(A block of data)
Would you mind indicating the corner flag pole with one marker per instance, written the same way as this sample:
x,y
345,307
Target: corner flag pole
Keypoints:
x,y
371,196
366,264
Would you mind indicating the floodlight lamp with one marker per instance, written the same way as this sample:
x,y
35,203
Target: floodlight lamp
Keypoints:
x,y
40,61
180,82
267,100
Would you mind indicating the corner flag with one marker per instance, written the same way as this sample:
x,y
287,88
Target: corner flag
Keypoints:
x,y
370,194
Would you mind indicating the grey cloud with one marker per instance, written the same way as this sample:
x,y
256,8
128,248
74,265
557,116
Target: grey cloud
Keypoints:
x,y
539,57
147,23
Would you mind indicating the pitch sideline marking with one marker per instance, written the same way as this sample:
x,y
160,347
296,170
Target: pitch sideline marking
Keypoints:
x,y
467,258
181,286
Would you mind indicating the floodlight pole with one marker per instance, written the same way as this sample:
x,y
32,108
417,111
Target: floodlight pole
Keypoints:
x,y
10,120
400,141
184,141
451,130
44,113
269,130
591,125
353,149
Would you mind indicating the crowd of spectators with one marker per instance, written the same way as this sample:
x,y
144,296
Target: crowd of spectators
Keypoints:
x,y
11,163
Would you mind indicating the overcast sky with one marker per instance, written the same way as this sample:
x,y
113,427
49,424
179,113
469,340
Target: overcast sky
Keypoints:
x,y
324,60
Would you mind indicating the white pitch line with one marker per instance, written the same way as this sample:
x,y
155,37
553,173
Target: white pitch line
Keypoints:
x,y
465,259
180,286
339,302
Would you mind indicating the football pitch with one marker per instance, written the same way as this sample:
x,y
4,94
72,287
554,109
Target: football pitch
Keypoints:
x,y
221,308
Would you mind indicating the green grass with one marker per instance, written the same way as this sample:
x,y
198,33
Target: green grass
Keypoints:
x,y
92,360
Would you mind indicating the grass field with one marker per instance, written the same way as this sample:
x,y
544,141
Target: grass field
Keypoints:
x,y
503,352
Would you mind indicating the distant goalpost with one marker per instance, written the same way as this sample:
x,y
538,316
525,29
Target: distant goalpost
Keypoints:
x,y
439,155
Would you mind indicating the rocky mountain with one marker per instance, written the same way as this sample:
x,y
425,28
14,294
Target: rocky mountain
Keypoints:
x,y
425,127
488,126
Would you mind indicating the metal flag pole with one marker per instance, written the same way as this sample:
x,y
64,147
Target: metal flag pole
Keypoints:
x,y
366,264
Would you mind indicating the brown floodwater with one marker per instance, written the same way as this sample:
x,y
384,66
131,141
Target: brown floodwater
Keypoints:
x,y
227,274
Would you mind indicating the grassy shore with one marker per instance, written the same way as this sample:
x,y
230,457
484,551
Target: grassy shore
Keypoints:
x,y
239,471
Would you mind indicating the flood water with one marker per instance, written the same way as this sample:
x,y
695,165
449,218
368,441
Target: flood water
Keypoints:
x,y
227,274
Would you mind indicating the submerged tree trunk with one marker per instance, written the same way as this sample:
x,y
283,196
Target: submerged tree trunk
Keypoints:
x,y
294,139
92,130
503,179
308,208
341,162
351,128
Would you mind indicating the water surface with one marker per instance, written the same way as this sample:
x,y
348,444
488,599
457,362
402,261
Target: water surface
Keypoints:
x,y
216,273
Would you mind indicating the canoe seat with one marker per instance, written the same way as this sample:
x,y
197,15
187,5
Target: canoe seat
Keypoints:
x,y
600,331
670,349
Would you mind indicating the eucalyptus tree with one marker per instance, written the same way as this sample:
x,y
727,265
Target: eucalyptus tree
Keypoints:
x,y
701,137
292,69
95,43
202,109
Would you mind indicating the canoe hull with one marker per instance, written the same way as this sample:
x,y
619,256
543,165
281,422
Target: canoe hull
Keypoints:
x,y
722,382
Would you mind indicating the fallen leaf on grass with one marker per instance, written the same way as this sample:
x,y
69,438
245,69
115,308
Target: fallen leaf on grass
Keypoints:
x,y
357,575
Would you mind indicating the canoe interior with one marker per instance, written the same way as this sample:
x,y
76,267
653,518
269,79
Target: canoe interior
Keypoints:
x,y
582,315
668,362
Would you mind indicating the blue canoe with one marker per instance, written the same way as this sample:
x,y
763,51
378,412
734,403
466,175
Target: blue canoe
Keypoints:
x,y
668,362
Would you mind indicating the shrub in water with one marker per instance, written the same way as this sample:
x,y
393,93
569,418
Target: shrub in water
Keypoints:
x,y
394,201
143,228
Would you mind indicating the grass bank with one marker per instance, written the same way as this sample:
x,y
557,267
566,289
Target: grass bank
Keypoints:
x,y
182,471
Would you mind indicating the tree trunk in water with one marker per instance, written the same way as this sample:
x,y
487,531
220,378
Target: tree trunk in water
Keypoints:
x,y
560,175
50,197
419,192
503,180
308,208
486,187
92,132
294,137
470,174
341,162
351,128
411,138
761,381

■ **Written task**:
Copy the listing above word for word, every line of it.

■ **Answer below**:
Would you mind indicating the corner flag pole with one marker per instance, written the same way as this sample:
x,y
345,307
Target: corner flag pole
Keypoints:
x,y
371,196
366,264
Would you mind indicating the floodlight lamp with one marker per instance, written the same way as this sample:
x,y
35,203
Target: floodlight lamp
Keypoints:
x,y
40,61
180,82
267,100
Would you mind indicating the corner flag with one marker per instance, written the same way as this sample:
x,y
287,88
Target: corner flag
Keypoints:
x,y
370,194
Would you mind indicating the grey cloud with one marker per instance, written the same way as this sample:
x,y
256,8
128,248
74,265
557,116
Target: grey cloud
Keypoints:
x,y
539,57
147,23
Would you mind indicating the pitch sideline marking with one marker per instance, written the same way as this sample:
x,y
160,347
296,170
Target: pitch sideline marking
Keypoints:
x,y
467,258
181,286
Would you mind indicating the floodlight pole with one marker per instance, written the same way as this sample:
x,y
32,108
417,111
Target: floodlight pole
Keypoints:
x,y
10,120
400,141
184,141
451,130
44,113
269,130
591,125
353,149
Would you mind indicating the crowd of spectators with one marker per instance, written the same way as this sample:
x,y
144,296
Target: crowd of spectators
Keypoints:
x,y
11,163
Would you mind indicating the overcast sky with one marker per instance, written the same way as this sample:
x,y
113,427
49,424
179,113
469,340
Target: overcast sky
Keypoints:
x,y
324,60
Would you mind indicating the white pitch line with one marker per instance, written the same way as this sample:
x,y
155,37
553,173
Target: white pitch line
Keypoints:
x,y
465,259
180,286
339,302
Would you mind indicating the football pitch with one marker per instance, written the same way as this sample:
x,y
4,94
72,287
554,109
Target: football pitch
Keypoints:
x,y
221,308
Would you mind indicating the green grass with one marker per instance, written the same way as this sample:
x,y
198,33
Target: green grass
Keypoints:
x,y
92,360
Would you mind indicating the grass field with one marker per instance, written the same way as this sample:
x,y
544,141
Target: grass field
Keypoints:
x,y
503,352
Would you mind indicating the distant goalpost with one marker per instance, written the same way as this sample:
x,y
538,316
525,29
Target: distant goalpost
Keypoints:
x,y
439,155
Would you mind indicating the rocky mountain with one marker per instance, written the same way as this sample:
x,y
425,28
14,294
Target: rocky mountain
Keypoints:
x,y
425,127
488,126
Would you mind indicating the metal flag pole with one marker per instance, written the same way as this sample:
x,y
64,147
Target: metal flag pole
Keypoints:
x,y
366,264
Would you mind indicating the brown floodwater with one marker per instance, written the same way as this sample:
x,y
384,66
131,141
Target: brown floodwater
Keypoints:
x,y
227,274
Would you mind indicating the grassy shore with one marker per instance, written the same way as this sample:
x,y
230,457
484,551
Target: grassy shore
Keypoints:
x,y
239,471
Would you mind indicating the flood water with one marker per instance, written the same way as this sample:
x,y
695,165
449,218
368,441
Target: flood water
Keypoints:
x,y
227,274
Would you mind indicating the submerged tree trunk with one marker per instance, written the same way as this sample:
x,y
283,196
Target: submerged tree trunk
Keypoints:
x,y
294,139
92,130
503,179
308,208
341,162
351,128
Would you mind indicating the water surface with one marker per instance, written the same way as this sample:
x,y
348,444
488,599
457,362
402,261
Target: water surface
Keypoints:
x,y
216,273
Would you mind indicating the canoe seat with one marker per instance, written the same way as this sample:
x,y
197,15
187,5
Target: canoe seat
Keypoints:
x,y
600,331
670,349
Would you mind indicating the eucalyptus tree with one marker per instance, written the same way as this sample:
x,y
727,265
Target: eucalyptus tree
Keypoints:
x,y
701,137
292,69
95,43
202,109
Would you mind indicating the canoe hull with one marker per instance, written the same way as this sample:
x,y
619,256
543,165
281,422
Target: canoe hull
Keypoints:
x,y
722,382
Would you mind indicating the fallen leaf on grass with one marker per instance, written the same way as this sample:
x,y
69,438
245,69
115,308
Target: fallen leaf on grass
Keypoints:
x,y
357,575
Would you mind indicating the canoe interior with one marker per instance, written the same way as this sample:
x,y
76,267
653,518
269,79
Target: canoe interior
Keypoints:
x,y
582,315
668,362
Would you mind indicating the blue canoe with one marker per instance, written the same way as this sample:
x,y
763,51
378,412
734,403
466,175
Target: blue canoe
Keypoints:
x,y
668,362
Would you mind indicating the shrub in water with one marker per instance, written the same way as this sample:
x,y
393,93
569,418
Target: shrub in water
Keypoints:
x,y
394,201
143,228
Would you mind indicating the grass bank with one marker per instance, written the same way as this sample:
x,y
557,267
566,289
Target: grass bank
Keypoints:
x,y
182,471
Would you mind indicating the tree trunk in water with one marker per instance, written the same way as this sample:
x,y
487,531
220,378
Target: tree trunk in water
Keypoints:
x,y
560,175
50,197
419,192
503,180
308,208
486,187
92,132
294,137
470,174
341,162
351,128
411,138
761,381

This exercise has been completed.